* _TEXT SEGMENT_
________

In this blog, we’ll be covering what challenges buyers completing multiple acquisitions face. This will be relevant for those looking to complete multiple deals whether the acquiring firm is an established SME, larger consolidator or new entrants coming into the market.

Those looking to complete deals can face challenges for many different reasons, whether that be due to the sheer volume of transactions they’re looking to progress at once or the pressures that can come from a slightly more robust approach such as private equity money.

The following blog was taken from our upcoming video “Top tips when acquiring an IFA Business”

  1. Clients leaving

Challenge: One unfortunate and often uncontrollable aspect of IFA Acquisitions is clients leaving. Ultimately, some clients may jump ship as soon as they hear the word ‘acquisition’ out of fear, leading to disinvestment or transfer to another IFA of their own choice. This would result in less clients being retained and reducing overall FuM and recurring income causing a  lower net consideration price after adjustments are made. Thus, ultimately less money for the seller but equally not an ideal situation for the acquirer who were expecting to acquire the whole of the business including the full value of recurring income.

How to overcome this: Timing with these situations is really important, so it is key that you have a clear strategy of who you are going to tell and when you tell them, so that there are no nasty surprises to clients and staff when it comes to the sale. We have a ‘free to download’ eBook on this topic called “How to not lose clients during an acquisition” which contains lots of useful information suitable for prospective buyers and sellers.

  1. Alignment

Challenge: Alignment of investments, service proposition and ongoing charges is another key point for those looking to sell or buy IFA businesses, Gary Venner Managing Director of IFA Acquisitions said on this topic “We would look at the centralised investment proposition and servicing processes involved with the purchaser and particularly any time frame in terms of alignment with the sellers own model. So, if there are going to be sudden changes, before building strong relationships with acquired clients there’s going to be less attraction by vendors to want to agree a deal with these acquirers”

Having cultural alignment and compatible targets around various timelines, integration and investment mandates between acquirers and sellers is key. Success rate is far greater when there is in aligned culture in terms of company ethos, staff, and types of client demographic.  Being clear from the beginning by fleshing out the expectations is paramount for a successful deal and these areas should be covered in the high-level detail as set out in the heads of terms. Getting this set out should avoid surprises when the actual sale and purchase agreement is drawn up and prevent bigger problems in the latter stages of an acquisition.

________

* _DATA LISTING_
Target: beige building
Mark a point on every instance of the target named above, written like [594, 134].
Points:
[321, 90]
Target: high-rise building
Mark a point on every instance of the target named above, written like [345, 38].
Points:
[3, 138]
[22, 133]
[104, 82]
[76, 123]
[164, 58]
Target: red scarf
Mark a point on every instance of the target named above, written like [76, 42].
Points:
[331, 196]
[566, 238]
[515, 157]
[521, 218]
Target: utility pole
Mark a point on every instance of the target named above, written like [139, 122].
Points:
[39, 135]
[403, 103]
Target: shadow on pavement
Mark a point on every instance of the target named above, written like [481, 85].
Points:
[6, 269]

________

* _TASKS AND EXERCISES_
• 1. What is the title of the free eBook that the IFA acquisitions blog offers for download?
• 2. From the IFA acquisitions blog, return the passage that opens with the words containing "In this blog, we’ll" and closes with "into the market.".
The records were taken from a different source than the blog.

* _FULL SOLUTIONS_
• 1. "How to not lose clients during an acquisition"

• 2.
In this blog, we’ll be covering what challenges buyers completing multiple acquisitions face. This will be relevant for those looking to complete multiple deals whether the acquiring firm is an established SME, larger consolidator or new entrants coming into the market.